── Records for processing

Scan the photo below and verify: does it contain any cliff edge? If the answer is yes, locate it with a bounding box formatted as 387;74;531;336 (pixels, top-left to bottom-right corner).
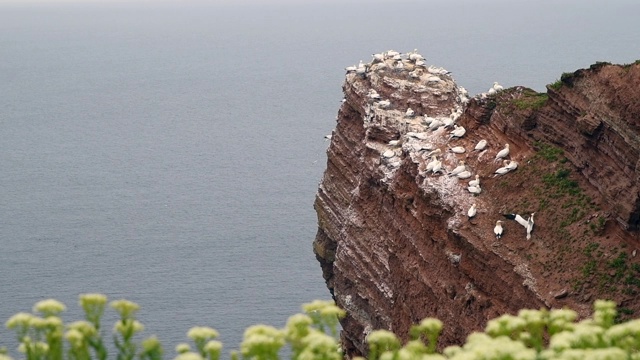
313;53;640;357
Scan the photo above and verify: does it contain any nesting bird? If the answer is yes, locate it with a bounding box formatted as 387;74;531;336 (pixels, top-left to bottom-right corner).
468;184;482;195
447;161;466;177
494;220;504;239
449;146;465;154
467;203;477;219
468;174;480;187
405;108;415;118
474;139;488;152
449;125;466;140
456;170;472;179
495;144;510;161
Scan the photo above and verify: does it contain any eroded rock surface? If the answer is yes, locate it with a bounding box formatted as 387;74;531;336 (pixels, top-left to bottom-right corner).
314;53;640;357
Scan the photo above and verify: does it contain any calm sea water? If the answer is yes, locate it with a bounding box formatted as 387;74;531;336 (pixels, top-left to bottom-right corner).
1;0;639;354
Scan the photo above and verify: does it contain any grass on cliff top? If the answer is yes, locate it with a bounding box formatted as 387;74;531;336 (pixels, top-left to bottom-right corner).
510;89;549;110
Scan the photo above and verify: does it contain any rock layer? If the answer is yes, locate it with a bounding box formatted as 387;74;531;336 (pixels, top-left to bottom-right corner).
314;55;640;357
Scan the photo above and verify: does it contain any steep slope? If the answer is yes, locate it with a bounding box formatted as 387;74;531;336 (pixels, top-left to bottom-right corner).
314;54;640;357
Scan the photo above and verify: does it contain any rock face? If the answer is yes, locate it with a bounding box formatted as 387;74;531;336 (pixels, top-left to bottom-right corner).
313;54;640;357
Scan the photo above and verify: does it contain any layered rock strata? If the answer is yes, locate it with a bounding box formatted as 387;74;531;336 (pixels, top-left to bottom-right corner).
314;54;640;357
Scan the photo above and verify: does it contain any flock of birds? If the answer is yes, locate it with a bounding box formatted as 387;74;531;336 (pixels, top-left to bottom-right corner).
339;49;536;242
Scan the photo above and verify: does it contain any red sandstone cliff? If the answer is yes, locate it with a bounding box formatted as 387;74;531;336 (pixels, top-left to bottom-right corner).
313;55;640;357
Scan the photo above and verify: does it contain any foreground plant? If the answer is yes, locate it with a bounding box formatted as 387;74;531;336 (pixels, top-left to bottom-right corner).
3;297;640;360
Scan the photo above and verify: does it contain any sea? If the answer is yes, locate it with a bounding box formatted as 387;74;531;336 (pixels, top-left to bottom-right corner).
1;0;639;355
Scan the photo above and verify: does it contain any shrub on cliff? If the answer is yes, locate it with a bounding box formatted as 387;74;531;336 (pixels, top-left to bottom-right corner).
2;296;640;360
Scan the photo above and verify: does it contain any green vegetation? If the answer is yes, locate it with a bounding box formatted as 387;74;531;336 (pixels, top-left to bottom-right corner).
511;91;549;110
534;142;564;162
548;79;563;91
4;298;640;360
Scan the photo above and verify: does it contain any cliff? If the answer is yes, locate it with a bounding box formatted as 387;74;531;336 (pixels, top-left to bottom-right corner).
313;54;640;357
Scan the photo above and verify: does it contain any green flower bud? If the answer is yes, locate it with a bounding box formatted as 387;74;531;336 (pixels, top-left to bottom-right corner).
176;343;191;354
110;299;140;319
6;312;34;330
174;352;204;360
33;299;66;317
187;326;219;342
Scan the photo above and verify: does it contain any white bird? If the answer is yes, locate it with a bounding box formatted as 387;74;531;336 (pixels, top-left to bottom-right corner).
345;65;357;73
385;50;399;58
372;52;385;63
456;170;472;179
424;148;442;158
468;203;477;219
494;220;503;239
447;161;466;177
449;146;465;154
368;89;381;100
324;134;332;141
431;159;444;175
428;119;443;131
503;213;535;240
506;160;518;171
492;82;504;92
494;161;512;176
487;87;497;96
526;213;535;240
495;144;510;161
449;125;466;139
468;175;480;187
377;100;391;108
426;156;439;172
408;49;424;62
423;116;436;125
388;139;401;147
468;184;482;195
405;108;415;117
442;117;455;128
474;139;488;152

────

Apart from the pictures, every line of the data above should be given again exactly.

Scan the photo below and verify: does it contain any cliff edge? If the answer is yes, locate it with a bounding box formatted as 387;74;531;336 (pixels, top-left to bottom-right corner).
313;53;640;357
Scan the photo above and verify: does it contain any nesting bird? If the answer is yes, locate it with a bounding box formatted as 387;74;531;336 (pixels, top-left to bottom-right corner).
468;184;482;195
447;161;466;177
494;220;504;239
449;146;465;154
467;203;477;219
468;174;480;187
405;108;415;118
474;139;488;152
449;125;466;140
456;170;472;179
495;144;510;161
Scan the photo above and verify: does it contain any eroded rock surface? If the answer is yes, locate it with a bounding box formatted as 387;74;531;336 (pixels, top-left to bottom-right corner).
314;53;640;357
Scan the photo above and verify: does it contain any calm sea water? If the answer is yes, locate it with a bounding box formatted as 387;74;531;336 (pixels, top-left to bottom-right corner).
1;0;639;354
Scan the photo above and verify: does it contain any grass on cliff top? If the answer is yes, locate it with a bounding box formatted as 387;74;531;336 (pixels, top-left to bottom-right corner).
510;89;549;110
Scan the photo above and verify: does it contain any rock layer? If the answer is yes, locate it with a bounding box formatted as 387;74;531;336 (pixels, top-left to bottom-right corner).
314;55;640;357
Scan the photo above and verify: does it contain any steep slope? If the answer is yes, locate it with a bounding box formatted as 387;74;531;336 (pixels, top-left to bottom-right corner).
314;54;640;357
Scan the photo above and verify: does it contain any rock face? If the answer is yes, locate it with a bounding box formatted as 387;74;531;336 (pixels, top-left to bottom-right corner).
313;54;640;357
Scan the photo above and verify: does it contain any layered rock strata? If the answer is yes, locate it with a bounding box formatted as 387;74;531;336 (pixels, top-left to bottom-right corner).
314;54;640;357
Scan the photo above and verify: does it contain any flock of birds? If the answer is yes, locate it with a bounding box formatted as 387;74;531;336 (pixels, top-left to bottom-right corner).
339;49;536;242
Scan the photo above and verify: does it contain any red sandstone cliff? If the answer is yes, locate it with a bounding box formatted as 387;74;531;336 (pixels, top-left to bottom-right corner).
313;55;640;357
Scan the photo above and verify: does it contain any foreground plant? If the answer is yes, locate it with a bounding box formatted as 387;74;531;336 (pixels, top-left to bottom-right corner).
3;297;640;360
Scan the photo above and verify: does it contain any sea? If the answer is yes, locate it with a bounding box formatted as 387;74;531;336 (pixels, top-left to bottom-right corner).
1;0;639;355
Scan the photo above and verify: does it contain any shrub on cliff? If the answer is yes, locate it with a bounding box formatted as 387;74;531;336 (pixels, top-left to bottom-right corner).
2;296;640;360
Scan the photo above and verify: does it contain any green vegetation? If the answer is yes, locate it with a bounding box formatted as 387;74;531;336 (pixels, top-left to bottom-right corner).
511;91;549;110
534;142;564;162
548;79;563;91
4;298;640;360
Scan the photo above and verify: does it contain any cliff? If the answer is yes, locate it with a bounding box formatted as 387;74;531;336 (pixels, top-left to bottom-right corner).
313;54;640;357
Scan the photo above and verify: does it contain any green flower bud? If the answer is yes, locate it with a bounding box formatted as 387;74;531;336 (pixels, top-left to bottom-right corner).
176;343;191;354
110;299;140;319
6;312;34;330
174;352;204;360
33;299;66;317
187;326;219;342
Scan the photo above and verify: does it contain any white bird? If the answer is yes, locate it with a bounding box formatted as 387;74;531;336 (pixels, top-left to bottom-right corner).
345;65;357;73
385;50;399;58
372;52;385;63
456;170;472;179
424;148;442;158
468;203;477;219
494;220;503;239
447;161;466;177
449;146;465;154
368;89;381;100
324;134;332;141
431;159;444;175
428;119;443;131
503;213;535;240
506;160;518;171
492;82;504;92
494;161;512;176
487;87;497;96
526;213;535;240
495;144;510;161
449;125;466;139
468;175;480;187
377;100;391;108
426;156;439;172
408;49;424;62
423;116;436;125
388;139;401;147
468;184;482;195
405;108;415;117
442;117;455;128
474;139;488;152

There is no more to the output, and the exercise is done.